Dataset entries:
##########
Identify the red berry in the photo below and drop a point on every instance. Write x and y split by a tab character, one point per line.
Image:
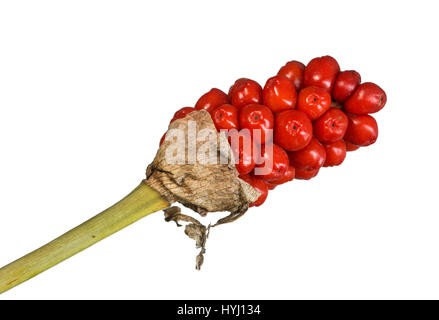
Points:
345	85
289	175
335	153
321	72
331	126
260	185
270	185
162	139
311	157
293	70
351	147
225	117
292	130
259	120
274	164
279	94
306	174
314	101
245	91
183	112
362	130
211	100
244	151
368	98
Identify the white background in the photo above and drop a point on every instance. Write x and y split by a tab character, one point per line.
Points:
88	87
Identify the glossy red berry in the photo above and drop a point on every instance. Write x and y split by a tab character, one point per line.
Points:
311	157
274	161
302	174
362	130
314	101
226	117
321	72
293	70
279	94
270	185
259	120
260	186
351	147
289	175
367	98
244	151
292	130
345	85
331	126
245	91
162	139
211	100
335	153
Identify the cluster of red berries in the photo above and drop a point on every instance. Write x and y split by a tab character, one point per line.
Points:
311	115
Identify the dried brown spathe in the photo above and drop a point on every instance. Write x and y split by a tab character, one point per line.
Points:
200	185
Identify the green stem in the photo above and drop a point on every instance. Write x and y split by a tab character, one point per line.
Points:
141	202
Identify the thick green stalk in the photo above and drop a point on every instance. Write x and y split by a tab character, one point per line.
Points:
141	202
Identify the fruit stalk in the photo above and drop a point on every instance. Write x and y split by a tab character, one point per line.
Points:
141	202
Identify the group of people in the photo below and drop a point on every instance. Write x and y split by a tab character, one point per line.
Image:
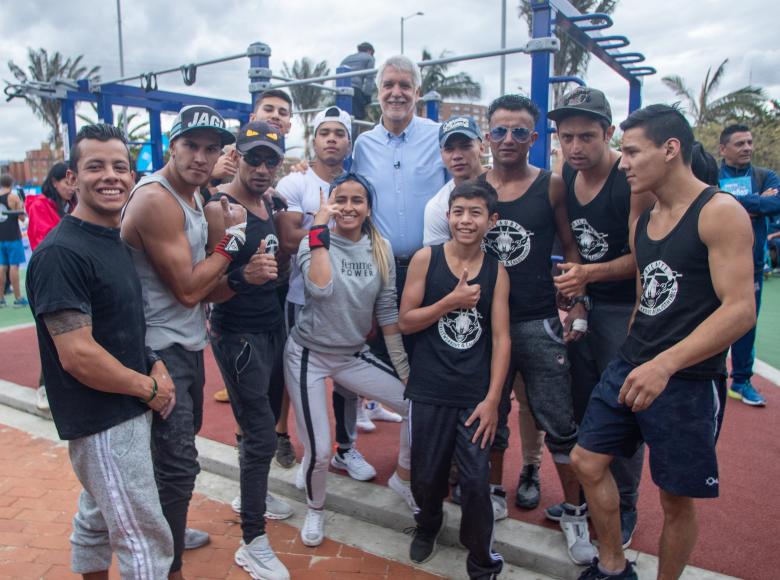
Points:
418	279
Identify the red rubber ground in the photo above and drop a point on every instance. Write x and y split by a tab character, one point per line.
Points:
738	532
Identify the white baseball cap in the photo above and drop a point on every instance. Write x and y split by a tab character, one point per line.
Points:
333	114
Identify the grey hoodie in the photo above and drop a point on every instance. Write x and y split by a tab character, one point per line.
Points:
337	318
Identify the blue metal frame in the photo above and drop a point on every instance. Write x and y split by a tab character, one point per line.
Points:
584	29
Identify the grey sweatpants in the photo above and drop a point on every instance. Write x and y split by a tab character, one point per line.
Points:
119	509
362	373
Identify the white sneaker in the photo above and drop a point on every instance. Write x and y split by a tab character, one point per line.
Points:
259	560
41	400
404	489
313	530
575	529
498	499
275	509
377	412
364	423
355	464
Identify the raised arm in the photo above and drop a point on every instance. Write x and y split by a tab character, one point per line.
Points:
155	221
730	260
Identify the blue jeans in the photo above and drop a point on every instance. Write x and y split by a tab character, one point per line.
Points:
743	352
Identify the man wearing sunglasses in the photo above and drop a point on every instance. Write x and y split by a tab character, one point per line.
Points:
247	336
601	208
532	211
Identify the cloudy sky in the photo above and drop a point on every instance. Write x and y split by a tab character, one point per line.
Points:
682	38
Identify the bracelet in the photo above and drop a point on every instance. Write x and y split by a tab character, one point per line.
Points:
319	237
154	391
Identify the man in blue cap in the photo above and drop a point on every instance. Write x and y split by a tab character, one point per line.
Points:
164	226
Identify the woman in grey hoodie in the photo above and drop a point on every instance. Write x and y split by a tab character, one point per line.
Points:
349	277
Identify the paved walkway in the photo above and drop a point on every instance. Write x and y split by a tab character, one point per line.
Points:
38	493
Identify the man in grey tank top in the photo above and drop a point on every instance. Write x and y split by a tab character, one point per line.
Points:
164	225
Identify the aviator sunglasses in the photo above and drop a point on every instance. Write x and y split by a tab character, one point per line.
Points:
519	134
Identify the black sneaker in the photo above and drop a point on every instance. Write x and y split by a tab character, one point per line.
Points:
627	526
528	488
423	546
592	572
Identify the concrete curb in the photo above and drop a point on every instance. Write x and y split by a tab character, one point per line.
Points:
535	548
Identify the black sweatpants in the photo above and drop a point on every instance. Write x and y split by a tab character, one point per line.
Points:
438	434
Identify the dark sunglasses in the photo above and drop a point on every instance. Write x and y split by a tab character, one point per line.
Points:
254	160
519	134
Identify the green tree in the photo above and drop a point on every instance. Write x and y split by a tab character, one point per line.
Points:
42	67
307	97
572	59
745	102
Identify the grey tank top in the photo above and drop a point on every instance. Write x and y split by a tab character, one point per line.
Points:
168	321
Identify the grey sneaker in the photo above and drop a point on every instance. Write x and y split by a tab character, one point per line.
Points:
528	488
259	560
194	539
574	524
285	453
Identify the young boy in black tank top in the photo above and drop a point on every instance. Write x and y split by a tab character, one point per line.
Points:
667	386
461	320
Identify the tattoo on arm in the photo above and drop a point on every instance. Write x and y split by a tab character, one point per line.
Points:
64	321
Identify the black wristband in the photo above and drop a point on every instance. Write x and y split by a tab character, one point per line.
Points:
236	281
151	357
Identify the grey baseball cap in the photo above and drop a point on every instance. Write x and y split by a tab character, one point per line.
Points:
583	101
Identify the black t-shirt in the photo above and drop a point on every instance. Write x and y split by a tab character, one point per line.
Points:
601	230
522	241
451	364
677	292
255	309
85	267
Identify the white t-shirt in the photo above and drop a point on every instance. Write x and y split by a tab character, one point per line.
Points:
436	226
302	192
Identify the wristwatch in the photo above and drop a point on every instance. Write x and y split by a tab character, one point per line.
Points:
584	300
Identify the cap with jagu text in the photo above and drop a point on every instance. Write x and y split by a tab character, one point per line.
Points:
334	114
583	101
458	126
260	134
194	117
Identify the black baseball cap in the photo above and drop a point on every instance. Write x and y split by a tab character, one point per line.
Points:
260	134
194	117
583	101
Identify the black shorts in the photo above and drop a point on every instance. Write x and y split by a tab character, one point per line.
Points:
680	428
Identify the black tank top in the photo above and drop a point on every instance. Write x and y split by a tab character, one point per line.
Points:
258	310
677	292
451	364
9	224
522	241
601	230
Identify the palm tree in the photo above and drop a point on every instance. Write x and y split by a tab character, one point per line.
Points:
306	97
459	85
746	101
572	59
44	68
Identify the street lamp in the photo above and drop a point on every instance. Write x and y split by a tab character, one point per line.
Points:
402	27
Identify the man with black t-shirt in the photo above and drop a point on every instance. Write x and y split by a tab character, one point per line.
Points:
600	207
667	387
164	226
456	301
101	385
247	336
532	210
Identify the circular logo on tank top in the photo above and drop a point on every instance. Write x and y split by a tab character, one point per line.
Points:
508	241
271	244
460	328
659	288
592	244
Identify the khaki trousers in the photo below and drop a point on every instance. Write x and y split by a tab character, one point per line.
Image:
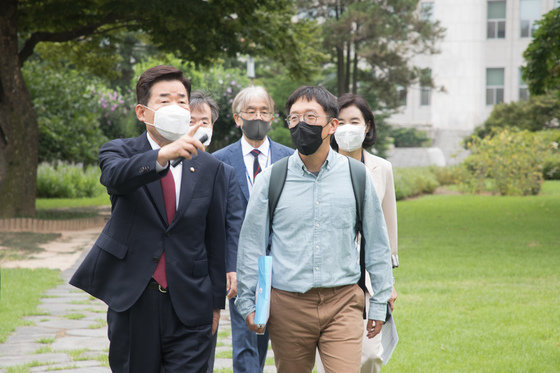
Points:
371	351
329	319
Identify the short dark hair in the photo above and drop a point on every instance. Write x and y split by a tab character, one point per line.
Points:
326	99
156	74
199	98
350	99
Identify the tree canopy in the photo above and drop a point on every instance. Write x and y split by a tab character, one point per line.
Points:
372	43
89	30
542	72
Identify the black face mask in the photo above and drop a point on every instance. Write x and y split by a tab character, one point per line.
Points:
255	129
307	138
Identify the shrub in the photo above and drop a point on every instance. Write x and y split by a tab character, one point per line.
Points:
512	159
68	181
410	182
67	113
409	137
448	175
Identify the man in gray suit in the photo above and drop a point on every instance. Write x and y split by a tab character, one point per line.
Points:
253	110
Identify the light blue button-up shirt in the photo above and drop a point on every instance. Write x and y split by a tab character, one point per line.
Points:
313	238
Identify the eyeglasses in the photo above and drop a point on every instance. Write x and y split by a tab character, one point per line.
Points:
253	114
203	122
309	118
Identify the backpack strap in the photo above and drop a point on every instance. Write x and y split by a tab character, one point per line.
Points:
277	180
358	177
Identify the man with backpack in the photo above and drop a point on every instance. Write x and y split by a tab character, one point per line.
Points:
315	300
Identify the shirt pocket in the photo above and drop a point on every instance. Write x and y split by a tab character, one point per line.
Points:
343	212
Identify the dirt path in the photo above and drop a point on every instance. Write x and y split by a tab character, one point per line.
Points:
61	253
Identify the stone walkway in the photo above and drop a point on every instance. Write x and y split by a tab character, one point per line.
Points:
69	334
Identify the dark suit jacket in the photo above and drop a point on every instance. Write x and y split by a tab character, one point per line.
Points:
124	257
234	217
233	156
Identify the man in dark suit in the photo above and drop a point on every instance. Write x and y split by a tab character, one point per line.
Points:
205	111
159	262
253	110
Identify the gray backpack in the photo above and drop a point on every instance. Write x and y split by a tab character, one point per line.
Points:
358	176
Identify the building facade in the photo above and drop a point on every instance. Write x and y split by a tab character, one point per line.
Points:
479	65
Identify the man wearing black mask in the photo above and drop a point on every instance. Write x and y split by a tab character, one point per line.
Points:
315	300
253	110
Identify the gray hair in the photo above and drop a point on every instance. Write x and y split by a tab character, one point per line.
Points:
199	98
246	94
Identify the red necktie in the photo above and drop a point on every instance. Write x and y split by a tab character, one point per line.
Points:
168	188
256	164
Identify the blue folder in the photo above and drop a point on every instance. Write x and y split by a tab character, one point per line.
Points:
262	292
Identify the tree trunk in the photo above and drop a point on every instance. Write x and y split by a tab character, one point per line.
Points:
355	70
348	64
340	78
19	132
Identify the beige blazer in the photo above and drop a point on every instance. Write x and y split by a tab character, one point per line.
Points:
382	173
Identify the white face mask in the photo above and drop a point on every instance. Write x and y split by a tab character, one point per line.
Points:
171	121
203	131
350	137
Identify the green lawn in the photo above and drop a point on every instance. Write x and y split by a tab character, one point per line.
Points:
20	293
479	284
56	203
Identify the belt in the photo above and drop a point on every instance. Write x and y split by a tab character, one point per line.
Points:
153	285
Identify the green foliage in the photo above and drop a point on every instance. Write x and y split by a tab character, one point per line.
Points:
448	175
535	114
94	31
67	113
475	270
409	137
118	118
542	72
410	182
551	167
371	44
21	290
68	181
512	160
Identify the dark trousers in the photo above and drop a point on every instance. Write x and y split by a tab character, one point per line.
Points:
249	349
149	338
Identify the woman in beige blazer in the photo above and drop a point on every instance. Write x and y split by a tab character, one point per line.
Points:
355	132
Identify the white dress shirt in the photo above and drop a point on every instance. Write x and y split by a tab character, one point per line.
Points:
248	158
176	171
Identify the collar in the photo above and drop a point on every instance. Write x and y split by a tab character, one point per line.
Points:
328	164
246	147
153	143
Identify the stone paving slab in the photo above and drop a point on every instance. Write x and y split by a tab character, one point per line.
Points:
71	335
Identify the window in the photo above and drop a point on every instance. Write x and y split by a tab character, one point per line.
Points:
426	87
402	93
494	86
530	12
427	11
496	23
523	89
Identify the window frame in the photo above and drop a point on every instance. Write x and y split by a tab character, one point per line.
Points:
495	93
496	26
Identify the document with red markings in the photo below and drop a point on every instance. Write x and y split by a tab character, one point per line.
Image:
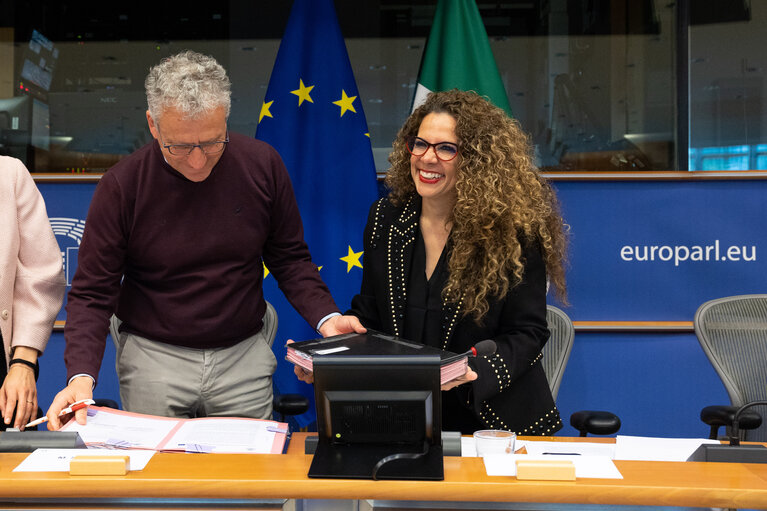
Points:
374	343
118	429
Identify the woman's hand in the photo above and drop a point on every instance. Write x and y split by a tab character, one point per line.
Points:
19	393
468	376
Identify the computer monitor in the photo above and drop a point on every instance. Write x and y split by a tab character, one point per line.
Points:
378	417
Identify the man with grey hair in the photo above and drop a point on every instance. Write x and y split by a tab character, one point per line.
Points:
173	245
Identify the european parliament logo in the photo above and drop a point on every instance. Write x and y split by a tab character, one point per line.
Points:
69	234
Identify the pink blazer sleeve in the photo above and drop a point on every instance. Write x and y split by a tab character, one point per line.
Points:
32	280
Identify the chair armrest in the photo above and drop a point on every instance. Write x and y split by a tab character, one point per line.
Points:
595	422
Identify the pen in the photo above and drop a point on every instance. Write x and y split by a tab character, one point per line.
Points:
77	405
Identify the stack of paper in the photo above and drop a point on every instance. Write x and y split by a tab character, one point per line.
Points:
371	344
119	429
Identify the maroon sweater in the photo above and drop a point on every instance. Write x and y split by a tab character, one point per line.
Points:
181	262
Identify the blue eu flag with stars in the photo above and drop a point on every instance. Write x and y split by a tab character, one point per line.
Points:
312	114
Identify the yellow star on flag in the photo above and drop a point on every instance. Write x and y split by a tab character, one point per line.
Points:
346	103
352	259
265	110
303	92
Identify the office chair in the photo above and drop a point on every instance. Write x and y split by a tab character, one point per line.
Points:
733	334
556	353
282	405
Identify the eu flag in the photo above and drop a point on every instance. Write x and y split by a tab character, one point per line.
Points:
312	114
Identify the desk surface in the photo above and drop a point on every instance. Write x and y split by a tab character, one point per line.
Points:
241	476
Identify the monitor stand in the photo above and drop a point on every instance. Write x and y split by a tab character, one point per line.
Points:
358	461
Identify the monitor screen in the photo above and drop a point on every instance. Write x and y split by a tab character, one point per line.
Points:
378	417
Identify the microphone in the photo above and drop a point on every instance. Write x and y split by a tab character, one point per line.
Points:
733	453
482	349
734	430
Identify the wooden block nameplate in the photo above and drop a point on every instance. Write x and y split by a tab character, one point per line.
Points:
545	470
99	465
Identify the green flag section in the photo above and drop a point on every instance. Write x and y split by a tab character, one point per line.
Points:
458	55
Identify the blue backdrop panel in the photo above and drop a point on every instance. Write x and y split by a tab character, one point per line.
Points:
655	251
656	382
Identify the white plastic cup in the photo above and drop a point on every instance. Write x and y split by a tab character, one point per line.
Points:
494	441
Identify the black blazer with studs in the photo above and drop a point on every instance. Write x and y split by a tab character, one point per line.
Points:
511	391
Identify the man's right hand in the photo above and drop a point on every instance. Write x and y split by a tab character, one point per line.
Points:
78	389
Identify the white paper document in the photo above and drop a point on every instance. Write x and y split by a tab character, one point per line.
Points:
657	449
57	460
600	467
119	429
543	448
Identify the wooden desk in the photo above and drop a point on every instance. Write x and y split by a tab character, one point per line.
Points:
243	477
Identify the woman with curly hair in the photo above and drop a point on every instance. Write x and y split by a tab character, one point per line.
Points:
461	251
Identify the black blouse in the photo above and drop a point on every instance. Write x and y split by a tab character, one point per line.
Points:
422	324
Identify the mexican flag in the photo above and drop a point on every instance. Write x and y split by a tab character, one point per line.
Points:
458	55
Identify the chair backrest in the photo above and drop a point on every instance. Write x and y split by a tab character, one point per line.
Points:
733	333
557	350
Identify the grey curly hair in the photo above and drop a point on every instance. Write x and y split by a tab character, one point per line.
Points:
190	82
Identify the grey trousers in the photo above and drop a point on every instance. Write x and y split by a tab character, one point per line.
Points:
173	381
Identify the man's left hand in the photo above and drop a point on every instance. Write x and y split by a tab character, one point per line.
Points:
337	325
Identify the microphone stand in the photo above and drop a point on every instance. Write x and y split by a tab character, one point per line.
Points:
734	452
735	429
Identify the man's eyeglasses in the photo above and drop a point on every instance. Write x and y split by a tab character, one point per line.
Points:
445	151
205	147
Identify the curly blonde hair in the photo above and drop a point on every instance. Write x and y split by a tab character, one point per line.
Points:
502	201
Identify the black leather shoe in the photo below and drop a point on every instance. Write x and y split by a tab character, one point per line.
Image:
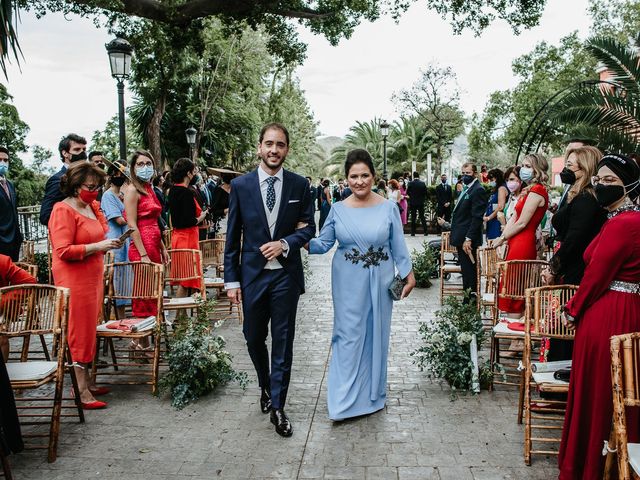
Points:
265	401
282	423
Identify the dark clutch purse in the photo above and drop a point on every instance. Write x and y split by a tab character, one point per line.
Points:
##########
Your task:
Only the lines containing "wooden" are needed; copy each of them from the data.

Response to the task:
Identify the wooden block nameplate in the photo above and drop a point on every instance. Write x and y split by a tab character, one point per line.
Identify the wooden desk in the photo above and drop a point on every instance. Write x and y split by a tab character, one point per line.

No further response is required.